## Begin STORED ROWS

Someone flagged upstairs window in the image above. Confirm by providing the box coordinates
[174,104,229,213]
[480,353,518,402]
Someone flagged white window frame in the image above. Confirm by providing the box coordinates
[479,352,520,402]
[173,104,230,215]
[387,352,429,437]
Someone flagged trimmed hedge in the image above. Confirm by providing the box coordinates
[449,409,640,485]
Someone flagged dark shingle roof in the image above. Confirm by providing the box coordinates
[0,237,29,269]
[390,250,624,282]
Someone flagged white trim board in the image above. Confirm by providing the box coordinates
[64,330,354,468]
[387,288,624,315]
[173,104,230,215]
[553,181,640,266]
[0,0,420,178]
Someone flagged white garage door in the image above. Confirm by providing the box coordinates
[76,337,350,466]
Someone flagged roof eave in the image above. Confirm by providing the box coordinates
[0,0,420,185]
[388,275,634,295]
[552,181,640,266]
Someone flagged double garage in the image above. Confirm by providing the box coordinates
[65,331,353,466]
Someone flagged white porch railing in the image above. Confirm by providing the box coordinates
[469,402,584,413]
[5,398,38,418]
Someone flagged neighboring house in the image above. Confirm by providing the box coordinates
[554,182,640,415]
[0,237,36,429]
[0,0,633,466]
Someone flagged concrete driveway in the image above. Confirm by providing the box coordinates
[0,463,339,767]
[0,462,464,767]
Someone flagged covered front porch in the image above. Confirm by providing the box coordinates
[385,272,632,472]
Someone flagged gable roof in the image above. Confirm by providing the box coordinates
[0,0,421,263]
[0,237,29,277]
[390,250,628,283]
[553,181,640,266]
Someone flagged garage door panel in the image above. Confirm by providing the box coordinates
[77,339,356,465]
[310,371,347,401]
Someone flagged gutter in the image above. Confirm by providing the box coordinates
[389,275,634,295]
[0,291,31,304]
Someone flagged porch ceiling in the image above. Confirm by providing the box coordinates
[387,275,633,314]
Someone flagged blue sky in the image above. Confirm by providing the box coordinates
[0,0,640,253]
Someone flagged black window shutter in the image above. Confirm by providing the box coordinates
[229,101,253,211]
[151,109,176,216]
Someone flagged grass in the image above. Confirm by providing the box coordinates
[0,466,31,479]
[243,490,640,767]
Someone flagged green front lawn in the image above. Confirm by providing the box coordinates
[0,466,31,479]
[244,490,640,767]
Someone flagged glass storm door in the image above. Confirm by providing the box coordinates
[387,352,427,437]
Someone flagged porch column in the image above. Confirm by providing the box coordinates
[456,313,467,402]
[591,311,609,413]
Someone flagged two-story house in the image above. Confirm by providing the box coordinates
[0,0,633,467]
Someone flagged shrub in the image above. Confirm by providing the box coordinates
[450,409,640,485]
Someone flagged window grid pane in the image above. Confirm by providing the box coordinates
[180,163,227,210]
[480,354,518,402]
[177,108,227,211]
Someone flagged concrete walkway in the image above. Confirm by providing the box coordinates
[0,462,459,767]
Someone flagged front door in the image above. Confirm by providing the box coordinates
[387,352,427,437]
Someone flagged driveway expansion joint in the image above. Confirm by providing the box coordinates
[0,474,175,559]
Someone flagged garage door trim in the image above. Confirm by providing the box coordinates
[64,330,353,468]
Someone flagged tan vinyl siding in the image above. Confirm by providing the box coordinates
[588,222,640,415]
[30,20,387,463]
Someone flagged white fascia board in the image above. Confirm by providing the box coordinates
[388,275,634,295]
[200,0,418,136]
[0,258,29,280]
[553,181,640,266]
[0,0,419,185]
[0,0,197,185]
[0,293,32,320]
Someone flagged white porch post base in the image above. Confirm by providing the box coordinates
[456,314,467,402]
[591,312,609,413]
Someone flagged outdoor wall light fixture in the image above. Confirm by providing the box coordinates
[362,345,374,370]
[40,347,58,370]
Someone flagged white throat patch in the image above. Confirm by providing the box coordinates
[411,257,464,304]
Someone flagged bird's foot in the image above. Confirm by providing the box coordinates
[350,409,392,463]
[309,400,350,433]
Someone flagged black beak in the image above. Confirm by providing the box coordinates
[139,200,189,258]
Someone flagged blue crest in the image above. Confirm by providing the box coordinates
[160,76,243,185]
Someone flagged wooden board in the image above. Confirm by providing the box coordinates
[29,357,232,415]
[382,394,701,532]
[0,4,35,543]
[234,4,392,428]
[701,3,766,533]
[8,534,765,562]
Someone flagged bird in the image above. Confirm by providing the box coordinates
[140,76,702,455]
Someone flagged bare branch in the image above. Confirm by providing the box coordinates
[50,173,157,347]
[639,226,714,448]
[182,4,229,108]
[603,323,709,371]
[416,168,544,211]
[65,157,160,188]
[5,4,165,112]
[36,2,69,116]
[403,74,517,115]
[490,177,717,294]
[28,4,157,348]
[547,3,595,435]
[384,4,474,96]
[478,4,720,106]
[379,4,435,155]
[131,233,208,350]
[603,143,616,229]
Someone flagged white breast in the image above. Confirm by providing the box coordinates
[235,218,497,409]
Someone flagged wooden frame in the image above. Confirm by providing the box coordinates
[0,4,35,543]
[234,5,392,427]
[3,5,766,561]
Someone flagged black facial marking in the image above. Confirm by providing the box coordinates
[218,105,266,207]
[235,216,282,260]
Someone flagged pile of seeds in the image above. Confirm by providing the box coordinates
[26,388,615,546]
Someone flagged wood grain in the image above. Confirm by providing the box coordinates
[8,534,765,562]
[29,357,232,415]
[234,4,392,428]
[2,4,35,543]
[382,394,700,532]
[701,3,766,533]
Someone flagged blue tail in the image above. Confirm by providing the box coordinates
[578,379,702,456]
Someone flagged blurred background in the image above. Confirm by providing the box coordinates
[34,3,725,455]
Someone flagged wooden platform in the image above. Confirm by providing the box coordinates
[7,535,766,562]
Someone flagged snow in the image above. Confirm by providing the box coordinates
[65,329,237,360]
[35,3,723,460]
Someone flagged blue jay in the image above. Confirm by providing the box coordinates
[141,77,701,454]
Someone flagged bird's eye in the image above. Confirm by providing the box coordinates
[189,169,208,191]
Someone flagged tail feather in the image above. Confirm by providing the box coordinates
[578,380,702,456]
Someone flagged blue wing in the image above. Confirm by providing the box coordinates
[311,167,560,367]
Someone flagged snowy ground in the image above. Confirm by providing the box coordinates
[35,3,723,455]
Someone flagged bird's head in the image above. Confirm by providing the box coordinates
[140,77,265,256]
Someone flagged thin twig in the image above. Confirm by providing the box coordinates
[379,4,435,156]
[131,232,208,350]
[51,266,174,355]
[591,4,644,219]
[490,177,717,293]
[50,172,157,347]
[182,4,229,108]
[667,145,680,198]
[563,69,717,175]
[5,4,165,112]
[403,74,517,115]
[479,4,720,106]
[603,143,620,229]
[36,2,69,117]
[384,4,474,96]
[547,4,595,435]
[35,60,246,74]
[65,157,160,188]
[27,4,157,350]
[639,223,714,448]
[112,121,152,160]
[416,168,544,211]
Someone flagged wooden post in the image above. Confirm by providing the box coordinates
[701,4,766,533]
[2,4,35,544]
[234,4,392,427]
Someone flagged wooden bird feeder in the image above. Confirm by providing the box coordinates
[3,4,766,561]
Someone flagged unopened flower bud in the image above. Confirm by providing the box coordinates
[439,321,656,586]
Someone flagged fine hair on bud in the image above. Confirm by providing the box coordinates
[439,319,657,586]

## End STORED ROWS

• [SHORT PROBLEM]
Convert these records into a JSON list of strings with one string per line, omitting any blank lines.

• [ANSWER TO THIS EXERCISE]
[
  "Someone flagged upstairs window in the image above. Confirm by providing the box coordinates",
  "[174,104,229,213]",
  "[480,353,518,402]",
  "Someone flagged white window frame in the image above. Confirm by providing the box coordinates",
  "[479,352,520,402]",
  "[173,104,230,215]",
  "[387,352,429,437]",
  "Someone flagged trimmed hedge in the image above. Confirm by providing the box coordinates",
  "[449,409,640,485]",
  "Someone flagged dark shingle roof in the image above. Confirm by providing the box coordinates",
  "[0,237,29,269]",
  "[390,250,624,282]",
  "Someone flagged white trim board in the image above. Confirm by providing the box coordinates",
  "[64,330,354,468]",
  "[387,288,624,315]",
  "[173,104,230,215]",
  "[553,181,640,266]",
  "[0,0,420,178]",
  "Someone flagged white garage door in the image above. Confirm by providing the box coordinates",
  "[76,337,350,466]",
  "Someone flagged roof eave in the image above. Confirm by providing the box coordinates",
  "[0,0,420,185]",
  "[388,275,634,295]",
  "[552,181,640,266]",
  "Someone flagged double garage in the image above. Confirm by providing the box coordinates",
  "[65,331,353,466]",
  "Someone flagged white porch railing in the image above. Confirm by providing the box coordinates",
  "[469,402,584,413]",
  "[5,398,38,418]",
  "Someone flagged neighboring house in the image above. Confirm by providing the box coordinates",
  "[554,182,640,415]",
  "[0,237,36,429]",
  "[0,0,633,466]",
  "Someone flagged concrete driveway in the image above. Confirm by providing the box coordinates",
  "[0,463,339,767]",
  "[0,462,464,767]",
  "Someone flagged covered front porch in the image above. Confirm by providing the box coordinates",
  "[385,272,632,472]",
  "Someone flagged gable roof in the image above. Confirm by providing the box coordinates",
  "[0,0,421,263]",
  "[0,237,29,277]",
  "[390,250,628,283]",
  "[553,181,640,266]",
  "Someone flagged garage door panel in the image above. Confirm by providing the box coordinates",
  "[77,339,356,465]",
  "[310,371,347,401]",
  "Someone flagged gutter in the image above. Confirm by providing the box coordinates",
  "[389,275,634,295]",
  "[0,291,31,304]",
  "Someone flagged porch ceiling in the image above. Confirm by providing the box coordinates",
  "[387,275,633,314]",
  "Someone flagged blue sky in the image above. Confirm by providing the box coordinates",
  "[0,0,640,253]",
  "Someone flagged black window shutter in the image above. Confirm by providing the box coordinates",
  "[229,101,253,211]",
  "[151,109,176,216]",
  "Someone flagged grass in the image above. Confirm by providing the box coordinates",
  "[0,466,31,479]",
  "[243,490,640,767]",
  "Someone flagged green front lawn in the image above. Confirm by providing the box coordinates",
  "[0,466,31,479]",
  "[244,490,640,767]",
  "Someone flagged glass storm door in the image above. Confirm by providing the box coordinates",
  "[387,352,427,437]",
  "Someone flagged porch column in the image above. Confirm by providing the box coordinates",
  "[456,313,467,402]",
  "[591,311,609,413]",
  "Someone flagged two-story house in the image above. Confirm by providing the box coordinates",
  "[0,0,633,467]",
  "Someone flagged shrub in the image above. Confirm by providing the box coordinates",
  "[450,409,640,485]",
  "Someone flagged window grid pane in the image above. Confirm by providing the box coordinates",
  "[180,163,227,210]",
  "[480,354,518,402]",
  "[177,108,227,211]",
  "Someone flagged concrete walkway in the image above. Confirm by providing the box coordinates",
  "[0,462,459,767]",
  "Someone flagged front door in the image above. Confirm by providing the box coordinates",
  "[387,352,427,437]",
  "Someone flagged driveway expansion joint in the image above. Confirm by providing the box coordinates",
  "[0,474,175,559]",
  "Someone flagged garage door trim in the image above. Confirm by providing the box coordinates",
  "[64,330,353,468]",
  "Someone flagged tan vinyl siding in the image above. Confirm by providing the box coordinates",
  "[588,222,640,415]",
  "[30,20,387,463]",
  "Someone flagged white fascia board in the image above. Confirm by providing the box coordinates",
  "[388,275,634,295]",
  "[200,0,418,136]",
  "[0,258,29,280]",
  "[553,181,640,266]",
  "[0,0,419,185]",
  "[0,0,197,185]",
  "[0,293,32,320]",
  "Someone flagged white porch post base in the image above. Confirm by providing the box coordinates",
  "[456,314,467,402]",
  "[591,312,609,413]",
  "Someone flagged outdoor wall light fixture in the image above. Confirm by providing the box coordinates",
  "[362,345,374,370]",
  "[40,347,58,370]",
  "Someone flagged white throat patch in the image above. Confirm by providing the box coordinates",
  "[411,257,464,304]",
  "Someone flagged bird's foot in the image above. Confirm by providing the box coordinates",
  "[350,409,392,463]",
  "[309,400,350,433]",
  "Someone flagged black beak in the image above. Confirm by providing the box coordinates",
  "[139,200,189,258]",
  "Someone flagged blue crest in the image above. Confirm by providing the box coordinates",
  "[160,76,243,185]",
  "Someone flagged wooden board in the image above. Confirm by providing the box coordinates",
  "[29,357,232,415]",
  "[382,394,701,532]",
  "[0,4,35,543]",
  "[234,4,392,428]",
  "[701,3,766,533]",
  "[8,534,765,562]",
  "Someone flagged bird in the image above. Confirm by providing the box coordinates",
  "[140,76,702,455]",
  "Someone flagged bare branch in the image above. Confirm by providing the box coordinates",
  "[50,173,157,347]",
  "[639,226,714,448]",
  "[182,4,229,108]",
  "[603,323,709,371]",
  "[416,168,544,211]",
  "[65,157,160,188]",
  "[5,4,165,112]",
  "[36,2,69,116]",
  "[403,74,517,115]",
  "[490,177,717,294]",
  "[28,4,157,348]",
  "[547,3,595,435]",
  "[384,4,474,96]",
  "[478,4,720,106]",
  "[379,4,435,155]",
  "[131,233,208,350]",
  "[603,143,616,229]",
  "Someone flagged white breast in the image above. Confirm by providing the box coordinates",
  "[235,218,497,409]",
  "Someone flagged wooden frame in the image above. Confirm by providing the box coordinates",
  "[0,4,35,543]",
  "[234,5,392,427]",
  "[3,5,766,561]",
  "Someone flagged black facial marking in the image above. Confirm by providing the box coordinates",
  "[218,105,266,207]",
  "[235,216,282,260]",
  "Someone flagged pile of seeds in the image above. Confirm by providing the box coordinates",
  "[26,388,615,546]",
  "Someone flagged wood grain in the image above. Confirm by providing the box coordinates",
  "[8,534,765,562]",
  "[29,357,232,415]",
  "[234,4,392,428]",
  "[2,4,35,543]",
  "[382,394,700,532]",
  "[701,3,766,533]",
  "Someone flagged blue tail in the image above. Confirm by providing the box coordinates",
  "[578,379,702,456]",
  "Someone flagged blurred background in the image above. Confirm by providing the box coordinates",
  "[34,3,725,455]",
  "Someone flagged wooden platform in the image above. Confirm by providing the box coordinates",
  "[7,535,766,562]",
  "Someone flagged snow in the image above. Confirm by providing the box coordinates",
  "[65,329,237,360]",
  "[35,3,723,460]",
  "Someone flagged blue jay in the image above. Confirm by providing the box coordinates",
  "[141,77,701,454]",
  "Someone flagged bird's eye in the image above. Confirm by providing the box coordinates",
  "[189,169,208,191]",
  "Someone flagged tail feather in the image above. Confirm by providing the box coordinates",
  "[578,380,702,456]",
  "Someone flagged blue wing in the image above. Confirm by providing the box coordinates",
  "[311,167,560,367]",
  "Someone flagged snowy ground in the image above. Confirm by providing the box coordinates",
  "[35,3,723,455]",
  "Someone flagged bird's head in the image above. Confirm by providing the box coordinates",
  "[140,77,265,256]",
  "Someone flagged thin twig in the image above. Confirm by providing the box coordinates",
  "[379,4,435,156]",
  "[131,232,208,350]",
  "[51,266,174,355]",
  "[591,4,644,219]",
  "[490,177,717,293]",
  "[50,172,157,347]",
  "[182,4,229,108]",
  "[667,145,680,198]",
  "[563,69,717,175]",
  "[5,4,165,112]",
  "[403,74,517,115]",
  "[479,4,720,106]",
  "[603,143,620,229]",
  "[36,2,69,117]",
  "[384,4,474,96]",
  "[547,4,595,435]",
  "[35,60,246,74]",
  "[65,157,160,188]",
  "[27,4,157,350]",
  "[639,223,714,448]",
  "[112,121,152,160]",
  "[416,168,544,211]",
  "Someone flagged wooden post in the image above. Confirm by providing the box coordinates",
  "[701,4,766,533]",
  "[2,4,35,544]",
  "[234,4,392,427]",
  "Someone flagged wooden bird feeder in the image above. Confirm by providing the box coordinates",
  "[3,4,766,561]",
  "Someone flagged unopened flower bud in the image above. Confirm by providing the box coordinates",
  "[439,321,656,586]",
  "Someone flagged fine hair on bud in the image above. Confirm by providing the box coordinates",
  "[439,319,657,586]"
]